**What to work on**
Please rewrite every line of the items below as a JSON list of strings, one string per line, with blank lines omitted. Leave the pictures out of your answer.

BEGIN

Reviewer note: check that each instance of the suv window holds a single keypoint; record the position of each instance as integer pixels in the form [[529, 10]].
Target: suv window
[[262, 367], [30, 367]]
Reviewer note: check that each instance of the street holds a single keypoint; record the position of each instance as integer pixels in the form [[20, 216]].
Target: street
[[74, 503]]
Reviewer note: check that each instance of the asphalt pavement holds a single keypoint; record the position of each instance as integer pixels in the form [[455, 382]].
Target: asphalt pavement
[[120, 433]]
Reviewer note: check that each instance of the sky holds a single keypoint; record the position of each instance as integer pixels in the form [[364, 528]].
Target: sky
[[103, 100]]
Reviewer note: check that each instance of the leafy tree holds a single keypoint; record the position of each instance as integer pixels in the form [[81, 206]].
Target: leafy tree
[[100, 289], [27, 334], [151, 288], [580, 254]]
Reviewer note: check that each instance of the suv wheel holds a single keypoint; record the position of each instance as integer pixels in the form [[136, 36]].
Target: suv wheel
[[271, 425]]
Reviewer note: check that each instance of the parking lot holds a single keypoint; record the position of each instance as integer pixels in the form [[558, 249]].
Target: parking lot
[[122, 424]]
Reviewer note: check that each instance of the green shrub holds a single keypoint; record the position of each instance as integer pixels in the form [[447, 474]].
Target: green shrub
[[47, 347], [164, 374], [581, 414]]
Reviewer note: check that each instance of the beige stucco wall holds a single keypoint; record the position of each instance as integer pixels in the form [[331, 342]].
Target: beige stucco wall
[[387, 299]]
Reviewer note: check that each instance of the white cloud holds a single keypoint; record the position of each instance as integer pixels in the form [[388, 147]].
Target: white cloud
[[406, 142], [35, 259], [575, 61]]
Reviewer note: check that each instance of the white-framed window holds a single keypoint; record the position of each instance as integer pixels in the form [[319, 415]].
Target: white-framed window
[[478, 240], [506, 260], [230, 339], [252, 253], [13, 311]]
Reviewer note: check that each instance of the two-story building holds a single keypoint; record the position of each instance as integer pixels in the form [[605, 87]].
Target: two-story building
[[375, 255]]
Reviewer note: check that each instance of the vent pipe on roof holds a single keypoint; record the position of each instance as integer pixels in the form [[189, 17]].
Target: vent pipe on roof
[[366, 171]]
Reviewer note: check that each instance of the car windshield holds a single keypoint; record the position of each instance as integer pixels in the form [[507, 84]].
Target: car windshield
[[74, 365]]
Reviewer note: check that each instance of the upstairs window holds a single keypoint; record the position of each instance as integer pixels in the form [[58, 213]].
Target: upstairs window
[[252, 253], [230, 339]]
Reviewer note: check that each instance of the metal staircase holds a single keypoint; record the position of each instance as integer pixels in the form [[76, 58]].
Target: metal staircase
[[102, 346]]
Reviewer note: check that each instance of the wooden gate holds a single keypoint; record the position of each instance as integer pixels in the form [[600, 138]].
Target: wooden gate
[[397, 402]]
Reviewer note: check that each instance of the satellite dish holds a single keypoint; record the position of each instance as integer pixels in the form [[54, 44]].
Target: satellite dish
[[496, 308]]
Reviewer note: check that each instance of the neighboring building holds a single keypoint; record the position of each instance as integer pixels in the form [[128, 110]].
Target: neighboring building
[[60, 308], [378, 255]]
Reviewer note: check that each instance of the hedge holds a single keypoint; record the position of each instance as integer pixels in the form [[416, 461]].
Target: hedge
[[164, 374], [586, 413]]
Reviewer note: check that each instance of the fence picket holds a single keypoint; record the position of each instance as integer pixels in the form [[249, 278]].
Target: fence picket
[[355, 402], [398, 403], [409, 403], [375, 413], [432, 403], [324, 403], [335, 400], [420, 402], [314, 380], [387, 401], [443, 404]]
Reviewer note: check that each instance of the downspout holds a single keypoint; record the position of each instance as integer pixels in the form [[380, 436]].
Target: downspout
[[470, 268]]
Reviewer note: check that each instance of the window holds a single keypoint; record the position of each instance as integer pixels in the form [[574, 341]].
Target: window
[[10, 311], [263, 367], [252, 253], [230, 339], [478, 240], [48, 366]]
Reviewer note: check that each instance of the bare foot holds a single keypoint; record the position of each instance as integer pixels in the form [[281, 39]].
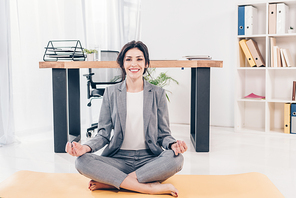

END

**The solution**
[
  "Reviewer note: check that each instance of the suv window holds a single keypoint; record the position of each instance as integer pixels in the form [[529, 10]].",
  "Target: suv window",
  "[[262, 367], [30, 367]]",
  "Reviewer note: check that each instance of the street holds a single keypoint; record the position of each instance as integer pixels in the form [[20, 216]].",
  "Target: street",
  "[[74, 503]]",
  "Reviewer note: check that each instance of the asphalt pavement holds a single keypoint; record the position of each instance as integer pixels in the form [[455, 382]].",
  "Target: asphalt pavement",
  "[[120, 433]]",
  "Reviewer note: check that each instance of the sky holds a single keypoint; record the position of each instance as integer pixels in the form [[364, 528]].",
  "Target: sky",
  "[[103, 100]]",
  "Reviewer note: check that each instance of the leafy tree holds a single keypoint; record the position of each instance as integer pixels in the form [[81, 206]].",
  "Target: leafy tree",
  "[[100, 289], [27, 334], [151, 288], [580, 254]]",
  "Reviewer note: check that each instance of the suv wheel holds a single keypoint; record the position of each instance as integer pixels in the form [[136, 36]].",
  "Target: suv wheel",
  "[[271, 425]]",
  "Reviewer note: check that each instance of the parking lot holds a single keypoint; record the position of each instance as integer pixels in the form [[558, 249]].",
  "Target: parking lot",
  "[[122, 424]]",
  "Reviewer note: check that each instance of the green shrub holds a single keypoint; record the position of each instance as integer pixels in the form [[447, 474]].",
  "Target: green shrub",
  "[[47, 347], [164, 374], [581, 414]]",
  "Reviewer note: check that each instance of the beige stucco wall holds a single keypoint; record the position of each instance as integer pixels in the form [[331, 342]].",
  "Target: beige stucco wall",
  "[[387, 299]]",
  "Reviewer note: check that each instance of the white cloud holds a single keypoint; record the position of each instance as integer pixels in the form [[388, 147]].",
  "Target: white cloud",
  "[[406, 142], [35, 259], [575, 61]]",
  "Reviewer note: check that each instance of the white-framed window holds a single keypoint; record the position of each instance as integer pixels in the form [[319, 415]].",
  "Target: white-framed window",
  "[[478, 240], [506, 260], [230, 339], [252, 253], [13, 311]]",
  "Reviewer note: check that each instance of the two-story building holds a single keypoint; record the position of each instance as integer pixels in the form [[605, 87]].",
  "Target: two-story building",
  "[[375, 255]]",
  "Reviewer note: check that each instance of the vent pipe on roof holds a single keypoint; record the position of each instance as integer pixels in the form [[189, 17]].",
  "Target: vent pipe on roof",
  "[[366, 171]]",
  "Reviewer note: check that each instance of the car windshield holds a single keypoint; record the position of each instance as integer pixels in the form [[507, 84]].",
  "Target: car windshield",
  "[[74, 365]]",
  "Reviewer note: check that each instance of the upstairs window holds a single keypoint; record the position of each instance as integer pixels in the form [[58, 213]].",
  "Target: upstairs window",
  "[[252, 253], [230, 339]]",
  "Reviewer note: check that each instance of the metal staircase holds a single keypoint; record the position of each instance as integer pixels in the form [[76, 58]].",
  "Target: metal staircase",
  "[[102, 346]]",
  "Reviewer note: check that each instance of the wooden gate holds a single keypoint; record the position of each instance as integer pixels in the form [[600, 138]].",
  "Target: wooden gate",
  "[[397, 402]]",
  "Reviewer note: check that each instance of the satellite dish holds a single keypoint; record the position of each instance as integer pixels in the form [[54, 44]].",
  "Target: satellite dish",
  "[[496, 308]]",
  "Reviewer note: check that each instance of the neighboring building holds a single keypoint; record the position of each instance as integer pixels in the form [[128, 110]].",
  "Target: neighboring building",
  "[[60, 308], [378, 255]]",
  "Reviewer note: check that each instance of the hedge holds a single keypoint; record the position of each instance as integer pixels in the form [[416, 461]].",
  "Target: hedge",
  "[[164, 374], [586, 413]]",
  "Reviewer note: check that each instance of the fence picket holds a single keypoint; record the position of each instance as integer pixels in the form [[249, 278]].",
  "Target: fence picket",
  "[[355, 402], [398, 403], [409, 403], [375, 413], [432, 403], [324, 403], [335, 400], [420, 402], [314, 380], [387, 401], [443, 404]]",
  "Reviewer note: check that each instance of the downspout holds a single keypoint; record the position of each instance as integer pixels in the form [[380, 436]].",
  "Target: downspout",
  "[[470, 268]]",
  "Reviewer note: check that each instance of the window holds a single keypoint; record the position of each instance as integer pixels in the form [[574, 341]].",
  "Target: window",
  "[[10, 311], [263, 367], [252, 253], [230, 339], [478, 240], [48, 366]]",
  "Reviewer note: check that each instance of the bare foot holds a single keypoint; record the position of each instance as integer pixels in the form [[281, 39]]."
]